_Texte source_:
━━━━━━━━━━━━━━━━━━━━━━━━━━━━━━

16L’influence des mystiques et de la liturgie entre en concurrence avec celle de la Bible au point d’interdire toute hiérarchie définitive. Chaque source étant convoquée essentiellement pour sa valeur informative, toutes ont également vocation à nourrir le discours de l’écrivain. Ainsi la liturgie est-elle très difficile à distinguer de la Bible. G. Prigent montre néanmoins que Huysmans se sert de celle-ci pour « travailler un texte sacré en fonction de ses propres obsessions » : le sang et la couleur du sang (p. 579) ; l’image de la balance (p. 580) ; les correspondances entre l’Ancien et le Nouveau Testament facilitées par le Missel (p. 584). Ainsi la liturgie forme-t-elle avec les deux Testaments les différentes couches d’un même « palimpseste » biblique (p. 584), auquel l’Imitation de Thomas A. Kempis, régulièrement mise sur le même plan que la Bible dans l’œuvre, vient former une couche supplémentaire.

━━━━━━━━━━━━━━━━━━━━━━━━━━━━━━

_Lignes de données_:
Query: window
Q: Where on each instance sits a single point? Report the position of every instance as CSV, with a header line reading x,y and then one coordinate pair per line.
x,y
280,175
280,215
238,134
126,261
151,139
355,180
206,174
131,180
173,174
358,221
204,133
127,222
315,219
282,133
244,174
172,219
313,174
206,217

━━━━━━━━━━━━━━━━━━━━━━━━━━━━━━

_À faire_:
**A)** Selon le texte sur Huysmans et la liturgie, quel ouvrage ajoute une couche supplémentaire au « palimpseste » biblique ?
**B)** Prolongez le texte sur Huysmans et la liturgie après sa dernière phrase.
Les lignes ne servent pas ici.

_Réponses attendues_:
**A)** L'Imitation de Thomas A. Kempis.

**B)**
17Il en va de même pour les autres ouvrages mystiques. Huysmans les cite en complément des Écritures. Parmi Saint‑Jean‑de‑la‑Croix, Thérèse d’Avila ou La Légende dorée, G. Prigent privilégie La Douleureuse Passion d’Anne‑Catherine Emmerich et le Livre des visions de sainte Angèle de Foligno, à cause de leur proximité avec Huysmans. L’œuvre d’A.‑C. Emmerich, en effet, alimente la doctrine de la réparation. Angèle de Foligno, quant à elle, réinterprète la Passion à partir de la notion de douleur. Huysmans en tirera, dans L’Oblat, une longue récriture, inspirée du Livre des visions et de la Bible. La proximité avec les deux mystiques est également poétique, dans la mesure où Huysmans cherche, comme elles l’ont fait, à combler un blanc des Écritures. « Il y a là », conclut G. Prigent à propos d’une vision d’Angèle de Foligno :

une façon de réinterpréter la Passion en introduisant dans le récit le personnage manquant, celui que ne mentionne aucun évangile, qui est tout a fait typique de ce que nous voulons démontrer : tout à la fois de la décadence telle que la comprend Vladimir Jankélévitch, qui préfère « l’apocryphe à l’authentique », c’est-à-dire en l’occurrence au biblique […] et plus particulièrement de Huysmans, pour qui la Bible est avant tout un tremplin narratif et thématique. (p. 548)

18La dernière partie de l’ouvrage de G. Prigent regroupe des extraits de l’œuvre de Huysmans dans lesquels l’influence biblique est évidente mais la source multiple et indécidable. Produits d’une écriture boulimique qui procède par empilement, « prosaïsation », « vulgarisation » et synthèse des sources (p. 724), ces passages se révèlent des cas d’intertextualité problématique. G. Prigent parvient cependant à localiser les principaux tropismes bibliques de Huysmans : la Genèse, l’Apocalypse et les évangiles de la Passion.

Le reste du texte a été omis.